What this exercise asks:
1) Copy the article on Canada's conservation funding from "A wilderness nation" up to and including "life’s dwindling diversity.".
2) According to the article on Canada's conservation funding, on what date did the Canadian government announce its new investment?

Page text:
::::
Lori Labatt

A wilderness nation launches a conservation comeback

Canada is back in the game in the global fight for wildlife. On February 27, the Canadian government announced it will invest an unprecedented $1.3 billion dollars over five years to protect vast areas of the nation’s wild lands and to tackle the calamity of life’s dwindling diversity.

This new investment could set in motion one of the greatest conservation pushes in Canadian history, and it marks our country’s welcome return as a conservation champion after a quarter of a century of relative neglect.

Having led a broad coalition of environmental NGOs in advocating for this federal funding, the Canadian Parks and Wilderness Society (CPAWS) and our partners celebrated its announcement as a potential “game-changer” for conservation.
::::
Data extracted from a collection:
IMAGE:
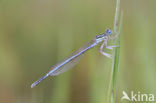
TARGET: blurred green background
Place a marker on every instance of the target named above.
(36, 34)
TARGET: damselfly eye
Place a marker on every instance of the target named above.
(108, 31)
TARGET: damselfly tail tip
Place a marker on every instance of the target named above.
(38, 81)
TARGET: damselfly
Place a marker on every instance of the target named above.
(75, 57)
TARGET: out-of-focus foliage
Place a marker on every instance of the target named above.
(36, 34)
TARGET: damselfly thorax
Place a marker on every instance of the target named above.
(70, 61)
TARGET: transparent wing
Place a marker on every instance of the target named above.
(67, 66)
(74, 61)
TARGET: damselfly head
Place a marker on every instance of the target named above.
(108, 32)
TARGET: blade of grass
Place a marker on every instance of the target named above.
(115, 61)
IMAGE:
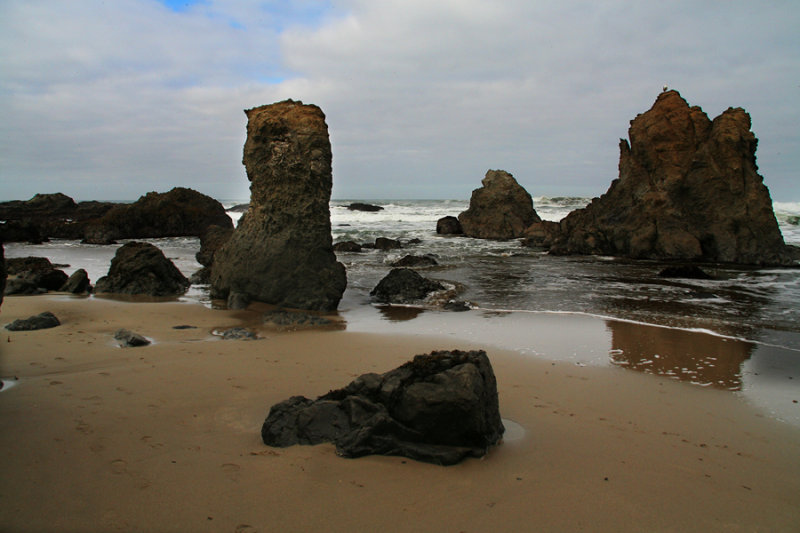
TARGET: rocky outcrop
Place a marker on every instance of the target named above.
(501, 209)
(141, 268)
(179, 212)
(282, 251)
(449, 225)
(439, 408)
(402, 286)
(44, 320)
(688, 189)
(358, 206)
(77, 283)
(33, 275)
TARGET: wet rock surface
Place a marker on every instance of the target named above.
(439, 408)
(141, 268)
(281, 252)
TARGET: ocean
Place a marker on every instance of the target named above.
(739, 331)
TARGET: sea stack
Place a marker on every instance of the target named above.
(500, 209)
(688, 189)
(281, 252)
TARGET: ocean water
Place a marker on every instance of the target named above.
(738, 331)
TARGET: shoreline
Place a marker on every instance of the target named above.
(166, 437)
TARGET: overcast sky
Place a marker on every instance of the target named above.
(112, 99)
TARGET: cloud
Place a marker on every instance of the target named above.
(113, 99)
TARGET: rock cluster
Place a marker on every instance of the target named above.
(179, 212)
(141, 268)
(402, 286)
(439, 408)
(688, 189)
(500, 209)
(281, 252)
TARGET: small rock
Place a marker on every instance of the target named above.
(129, 338)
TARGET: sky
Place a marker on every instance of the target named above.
(108, 100)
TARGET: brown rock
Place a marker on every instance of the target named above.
(501, 209)
(688, 189)
(282, 251)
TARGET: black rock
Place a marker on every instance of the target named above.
(128, 338)
(438, 408)
(684, 271)
(364, 207)
(415, 261)
(403, 285)
(78, 283)
(44, 320)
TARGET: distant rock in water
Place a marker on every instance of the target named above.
(281, 252)
(141, 268)
(449, 225)
(439, 408)
(364, 207)
(688, 189)
(501, 209)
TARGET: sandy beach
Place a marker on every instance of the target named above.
(166, 437)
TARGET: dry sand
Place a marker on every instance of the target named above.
(167, 438)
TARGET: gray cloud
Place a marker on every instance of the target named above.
(421, 97)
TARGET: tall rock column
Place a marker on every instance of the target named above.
(281, 253)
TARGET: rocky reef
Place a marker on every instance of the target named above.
(439, 408)
(281, 252)
(688, 189)
(500, 209)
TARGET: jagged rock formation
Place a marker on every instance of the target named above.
::::
Completed exercise:
1)
A wilderness nation launches a conservation comeback

Canada is back in the game in the global fight for wildlife. On February 27, the Canadian government announced it will invest an unprecedented $1.3 billion dollars over five years to protect vast areas of the nation’s wild lands and to tackle the calamity of life’s dwindling diversity.

2) February 27